::: Text passage
That’s the worldview that lives in The Talos Principle 2, a cerebral sequel that maxes out its 2014 predecessor in every way. While it’s set up as a gloomy, dystopian story about the aftermath of humanity’s demise, there’s an underlying optimism in its wide cast of robotic characters. Their society is built on bright-eyed curiosity as they seek to solve both the physical and philosophical puzzles of their world. It’s a celebration of humanity’s incredible potential to untangle any problem it faces.
The Talos Principle 2 excels at giving players a suite of brain-busting puzzles built around strong eureka moments, even if it can feel as long-winded as a philosophy professor with its wandering existential monologues. Only the most determined genre experts may see the end of its super-sized story, but those who brave its gauntlet of mysterious islands are sure to walk away with newfound confidence in their ability to accomplish the impossible.
At first, The Talos Principle 2 doesn’t seem too different from its predecessor. When I boot it up, I’m wandering around a familiar desert solving straightforward puzzle chambers in first-person. The veil quickly lifts, introducing me to the sequel’s brave new direction. There’s a much larger emphasis on story this time around, as I soon discover I’m controlling the one thousandth — and final, according to a strange law of the land — android born into a robot society. A celebration ensues, but it’s cut short when a projection of Prometheus appears and sows confusion among the locals. In the aftermath, a crew of androids set out to investigate a pyramid-like megastructure that’s popped up on a mysterious island full of puzzles.
The journey takes players to a dozen explorable biomes surrounding the enormous pyramid, each of which is populated with eight primary puzzle chambers and a few secrets to discover in each. That setup gives the sequel a much grander scale than its intimate predecessor. I can spend more time soaking in the quiet environments as I discover text and audio logs that paint a more thorough picture of the android society and the lost race that created it.
While the first Talos Principle was something of a tone piece, the sequel delivers a bigger narrative vision that’s almost unheard of for the genre. Crew members frequently pop up on my comms to chatter about the deeper meaning of puzzles. I often stop to chat with NPCs wandering around and pick their robotic brains about the meaning of life. The society even has its own social media app where I can engage in philosophical debates with other robots. It’s a lot of dedicated, often engrossing, worldbuilding, though it can be dry and meandering in moments. Pace-slowing conversations can make players feel like they’re sitting in a semester-long crash course in philosophy that broadly picks at as many debates as possible.
::::::
§ **Challenge 1**
Extract everything in the Talos Principle 2 review from "While the first" down to "debates as possible.".
The Talos Principle 2 review and the listing come from separate sources.
::: Task data
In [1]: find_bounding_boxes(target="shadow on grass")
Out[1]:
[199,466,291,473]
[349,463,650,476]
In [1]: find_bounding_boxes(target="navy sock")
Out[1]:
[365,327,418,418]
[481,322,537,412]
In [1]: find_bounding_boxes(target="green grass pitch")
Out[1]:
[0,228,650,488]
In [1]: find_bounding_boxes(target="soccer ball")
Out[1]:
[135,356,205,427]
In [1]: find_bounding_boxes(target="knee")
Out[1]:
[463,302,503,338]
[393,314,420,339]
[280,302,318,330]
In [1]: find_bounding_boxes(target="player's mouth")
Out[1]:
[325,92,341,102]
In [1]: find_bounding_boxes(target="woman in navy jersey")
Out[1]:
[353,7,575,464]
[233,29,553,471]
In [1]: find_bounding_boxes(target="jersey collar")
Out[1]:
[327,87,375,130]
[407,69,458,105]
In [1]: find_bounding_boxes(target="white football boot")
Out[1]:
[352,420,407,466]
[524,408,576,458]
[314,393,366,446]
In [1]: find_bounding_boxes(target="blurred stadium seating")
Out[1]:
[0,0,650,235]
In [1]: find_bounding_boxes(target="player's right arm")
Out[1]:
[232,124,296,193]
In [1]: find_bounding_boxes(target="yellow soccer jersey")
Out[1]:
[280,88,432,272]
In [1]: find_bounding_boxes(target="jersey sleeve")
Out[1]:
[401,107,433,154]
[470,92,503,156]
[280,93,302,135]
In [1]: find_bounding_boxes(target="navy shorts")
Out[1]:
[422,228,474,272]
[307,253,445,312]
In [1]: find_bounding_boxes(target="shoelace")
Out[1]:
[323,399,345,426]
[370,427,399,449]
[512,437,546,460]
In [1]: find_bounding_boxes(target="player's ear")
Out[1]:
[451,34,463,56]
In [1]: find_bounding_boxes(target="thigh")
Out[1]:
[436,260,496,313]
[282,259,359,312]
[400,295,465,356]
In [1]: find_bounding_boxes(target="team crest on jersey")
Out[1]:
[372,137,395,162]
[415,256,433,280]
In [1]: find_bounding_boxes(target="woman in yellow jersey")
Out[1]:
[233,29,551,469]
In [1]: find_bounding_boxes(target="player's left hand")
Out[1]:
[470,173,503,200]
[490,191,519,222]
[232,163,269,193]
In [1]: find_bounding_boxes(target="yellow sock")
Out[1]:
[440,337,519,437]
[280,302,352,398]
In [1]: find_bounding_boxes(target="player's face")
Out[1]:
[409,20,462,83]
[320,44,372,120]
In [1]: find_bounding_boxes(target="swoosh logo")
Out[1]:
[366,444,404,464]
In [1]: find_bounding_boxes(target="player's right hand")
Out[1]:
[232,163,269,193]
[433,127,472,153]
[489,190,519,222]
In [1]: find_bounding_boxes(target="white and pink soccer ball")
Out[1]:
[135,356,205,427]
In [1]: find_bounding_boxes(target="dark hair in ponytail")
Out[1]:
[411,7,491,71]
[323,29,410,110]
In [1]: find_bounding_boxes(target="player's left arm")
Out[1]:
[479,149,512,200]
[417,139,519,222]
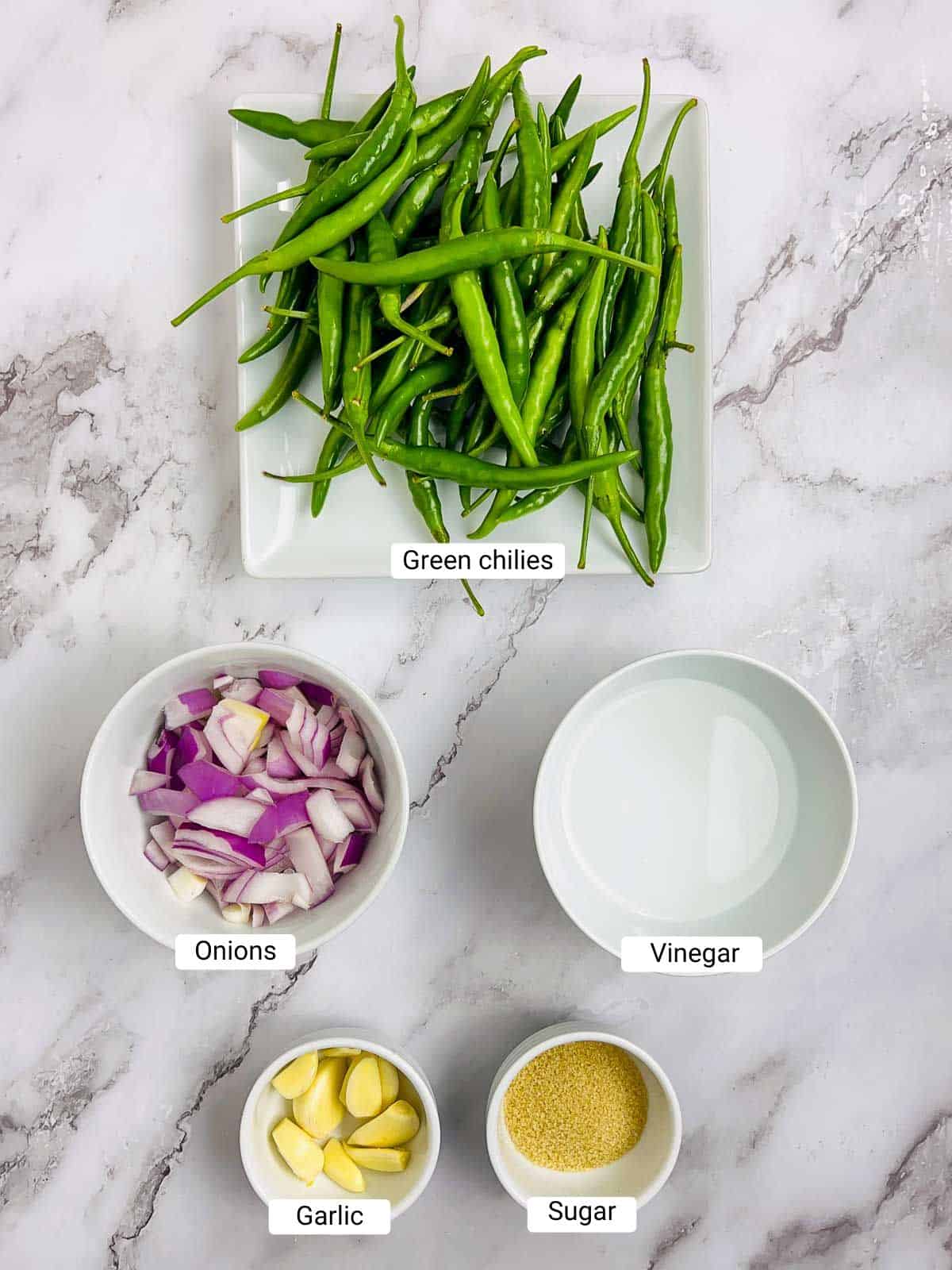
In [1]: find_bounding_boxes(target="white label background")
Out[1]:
[525,1195,639,1234]
[268,1199,390,1234]
[175,933,297,970]
[622,935,764,974]
[390,542,565,582]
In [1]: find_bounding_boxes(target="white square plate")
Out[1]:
[232,93,711,578]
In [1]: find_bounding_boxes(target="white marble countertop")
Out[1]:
[0,0,952,1270]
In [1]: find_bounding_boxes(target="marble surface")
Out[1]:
[0,0,952,1270]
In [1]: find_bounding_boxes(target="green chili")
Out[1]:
[282,391,636,489]
[235,273,317,432]
[409,398,486,618]
[390,161,453,246]
[171,133,416,326]
[317,243,347,410]
[447,190,538,468]
[305,229,660,291]
[482,175,529,404]
[274,17,416,249]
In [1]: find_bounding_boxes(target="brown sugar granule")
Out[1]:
[503,1040,647,1172]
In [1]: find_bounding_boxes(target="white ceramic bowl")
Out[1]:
[80,644,410,955]
[535,652,857,955]
[486,1022,681,1208]
[240,1027,440,1218]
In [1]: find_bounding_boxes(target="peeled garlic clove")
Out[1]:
[344,1054,383,1120]
[347,1099,420,1147]
[271,1050,317,1099]
[324,1138,367,1194]
[271,1116,324,1185]
[169,865,208,903]
[290,1058,347,1138]
[344,1145,410,1173]
[377,1056,400,1111]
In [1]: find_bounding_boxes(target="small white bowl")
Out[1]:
[486,1022,681,1208]
[535,652,857,956]
[239,1027,440,1218]
[80,644,410,955]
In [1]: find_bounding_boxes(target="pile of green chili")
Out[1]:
[173,17,697,612]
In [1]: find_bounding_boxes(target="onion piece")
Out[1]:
[261,900,294,926]
[169,865,207,903]
[171,726,212,776]
[249,794,309,843]
[228,675,262,706]
[264,733,301,779]
[288,827,335,908]
[138,790,198,815]
[332,833,367,876]
[148,821,175,849]
[189,796,268,842]
[179,758,246,802]
[205,697,268,776]
[360,754,383,811]
[165,688,216,728]
[307,790,354,842]
[334,789,377,833]
[142,837,170,872]
[305,679,335,710]
[129,768,169,794]
[241,872,311,908]
[221,868,258,904]
[338,728,367,776]
[146,728,179,779]
[175,822,265,868]
[338,705,363,737]
[258,671,301,688]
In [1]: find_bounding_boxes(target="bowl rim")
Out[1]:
[239,1027,440,1221]
[486,1021,684,1211]
[79,640,410,959]
[532,648,859,955]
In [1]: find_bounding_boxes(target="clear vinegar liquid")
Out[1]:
[562,679,798,933]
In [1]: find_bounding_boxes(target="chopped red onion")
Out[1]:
[189,791,265,842]
[228,678,262,706]
[305,679,334,722]
[142,838,169,872]
[146,728,178,779]
[258,671,301,688]
[288,826,335,908]
[360,754,383,811]
[307,790,354,842]
[148,821,175,849]
[265,733,301,779]
[332,833,367,876]
[249,794,309,843]
[338,728,367,776]
[261,900,294,926]
[175,822,265,868]
[179,758,245,802]
[129,768,169,794]
[205,697,267,776]
[165,688,216,728]
[138,790,198,815]
[132,668,383,927]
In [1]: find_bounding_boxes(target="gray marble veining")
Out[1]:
[0,0,952,1270]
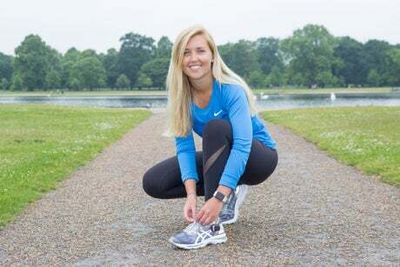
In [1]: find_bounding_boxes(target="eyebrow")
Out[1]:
[185,46,205,51]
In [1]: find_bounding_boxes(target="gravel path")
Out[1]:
[0,112,400,266]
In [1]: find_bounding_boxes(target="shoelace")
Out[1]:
[184,222,201,234]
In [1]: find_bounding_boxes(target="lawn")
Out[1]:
[0,105,150,228]
[263,107,400,186]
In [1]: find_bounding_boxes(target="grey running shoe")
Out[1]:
[219,184,248,224]
[169,222,227,249]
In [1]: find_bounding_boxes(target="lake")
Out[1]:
[0,93,400,110]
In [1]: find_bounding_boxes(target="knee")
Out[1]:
[203,119,232,138]
[142,170,159,198]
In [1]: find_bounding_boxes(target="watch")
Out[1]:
[213,191,228,203]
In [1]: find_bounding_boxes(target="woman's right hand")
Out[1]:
[183,194,197,223]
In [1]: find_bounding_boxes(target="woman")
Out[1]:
[143,26,278,249]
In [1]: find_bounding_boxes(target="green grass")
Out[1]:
[0,105,150,228]
[263,107,400,186]
[0,90,167,97]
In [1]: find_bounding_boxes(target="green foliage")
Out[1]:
[334,37,368,85]
[70,52,106,90]
[0,52,13,81]
[118,33,156,87]
[220,40,260,79]
[0,78,8,90]
[367,69,381,86]
[136,72,153,90]
[45,69,61,89]
[14,34,59,90]
[115,74,131,89]
[11,73,24,91]
[140,57,169,89]
[156,36,172,59]
[0,105,150,228]
[282,25,336,87]
[102,48,119,88]
[263,107,400,186]
[0,24,400,91]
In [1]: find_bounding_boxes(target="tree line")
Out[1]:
[0,24,400,91]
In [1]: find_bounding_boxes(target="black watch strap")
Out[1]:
[213,191,228,203]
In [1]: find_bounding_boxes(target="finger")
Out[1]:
[191,207,196,221]
[196,210,204,222]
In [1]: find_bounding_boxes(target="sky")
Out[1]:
[0,0,400,55]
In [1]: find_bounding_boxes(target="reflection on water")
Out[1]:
[0,93,400,109]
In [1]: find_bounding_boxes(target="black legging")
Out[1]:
[143,120,278,200]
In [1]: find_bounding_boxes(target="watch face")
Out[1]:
[214,191,225,203]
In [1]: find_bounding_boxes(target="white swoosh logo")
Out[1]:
[214,109,222,117]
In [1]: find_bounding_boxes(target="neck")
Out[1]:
[190,75,213,94]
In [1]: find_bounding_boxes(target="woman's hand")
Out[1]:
[197,197,224,225]
[183,194,197,223]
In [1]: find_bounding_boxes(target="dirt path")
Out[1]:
[0,113,400,266]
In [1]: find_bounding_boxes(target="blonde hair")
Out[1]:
[166,25,256,136]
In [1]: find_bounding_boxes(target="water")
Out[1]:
[0,93,400,110]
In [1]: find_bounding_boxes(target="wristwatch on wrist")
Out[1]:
[213,191,228,203]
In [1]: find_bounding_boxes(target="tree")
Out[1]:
[118,33,155,88]
[140,58,169,88]
[0,52,13,89]
[221,40,260,79]
[70,53,106,90]
[136,72,153,90]
[388,47,400,86]
[282,25,336,87]
[102,48,119,88]
[333,37,368,85]
[11,73,24,91]
[363,40,391,86]
[247,71,266,88]
[14,34,59,90]
[367,69,382,86]
[115,74,131,89]
[255,38,284,75]
[156,36,172,58]
[0,78,8,90]
[61,47,81,90]
[45,69,61,89]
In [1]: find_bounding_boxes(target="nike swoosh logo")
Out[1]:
[214,109,222,117]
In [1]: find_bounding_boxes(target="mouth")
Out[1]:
[189,65,201,70]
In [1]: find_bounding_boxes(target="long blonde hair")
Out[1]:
[166,25,256,136]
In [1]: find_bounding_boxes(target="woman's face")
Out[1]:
[183,34,213,80]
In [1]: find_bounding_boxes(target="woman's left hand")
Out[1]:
[197,197,224,225]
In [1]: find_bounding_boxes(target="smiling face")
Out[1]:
[182,34,213,80]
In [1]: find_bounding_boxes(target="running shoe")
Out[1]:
[169,222,227,249]
[218,184,248,224]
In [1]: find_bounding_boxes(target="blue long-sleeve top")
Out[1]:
[175,80,276,190]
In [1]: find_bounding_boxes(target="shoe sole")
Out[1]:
[168,233,228,249]
[221,185,249,225]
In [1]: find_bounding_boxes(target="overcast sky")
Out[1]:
[0,0,400,54]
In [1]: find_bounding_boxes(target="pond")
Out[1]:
[0,93,400,110]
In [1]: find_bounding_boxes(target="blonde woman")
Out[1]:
[143,26,278,249]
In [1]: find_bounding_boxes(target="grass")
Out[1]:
[263,107,400,186]
[0,87,393,96]
[0,105,150,228]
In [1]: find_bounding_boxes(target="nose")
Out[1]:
[190,52,198,62]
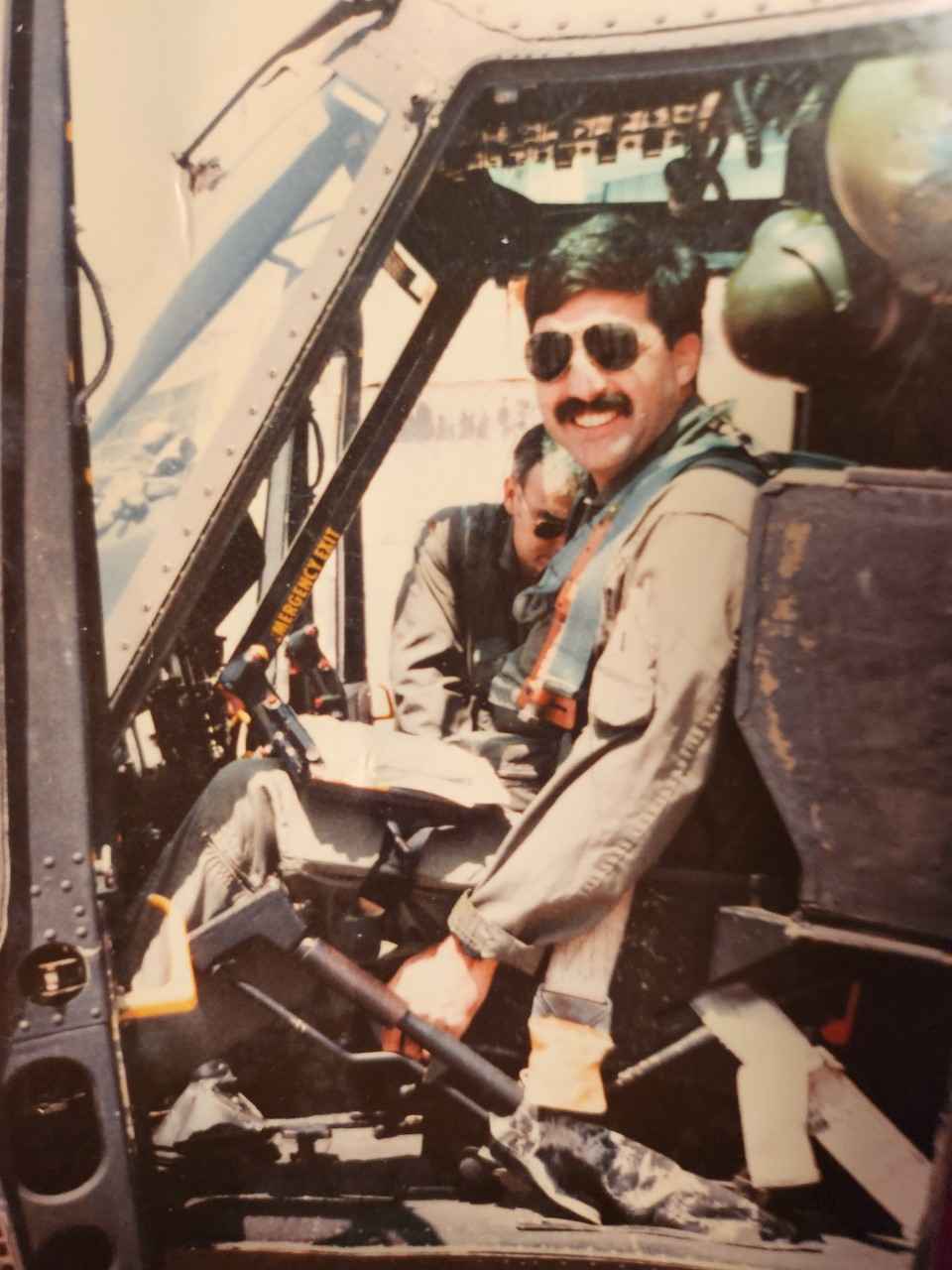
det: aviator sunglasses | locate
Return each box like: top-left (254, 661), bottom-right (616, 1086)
::::::
§ **Challenge 2**
Rewrite the listing from its start down to the line containing "[0,228,650,488]", with "navy sock" changed to "blue sock" and nothing else altered. Give only those lines.

§ **Result 1**
While the first Talos Principle was something of a tone piece, the sequel delivers a bigger narrative vision that’s almost unheard of for the genre. Crew members frequently pop up on my comms to chatter about the deeper meaning of puzzles. I often stop to chat with NPCs wandering around and pick their robotic brains about the meaning of life. The society even has its own social media app where I can engage in philosophical debates with other robots. It’s a lot of dedicated, often engrossing, worldbuilding, though it can be dry and meandering in moments. Pace-slowing conversations can make players feel like they’re sitting in a semester-long crash course in philosophy that broadly picks at as many debates as possible.

§ **Result 2**
In [1]: find_bounding_boxes(target="shadow on grass")
Out[1]:
[199,466,291,473]
[349,463,650,476]
In [1]: find_bounding_boxes(target="blue sock")
Out[1]:
[365,327,418,418]
[481,322,537,412]
In [1]: find_bounding_boxes(target="green grass pitch")
Out[1]:
[0,228,650,488]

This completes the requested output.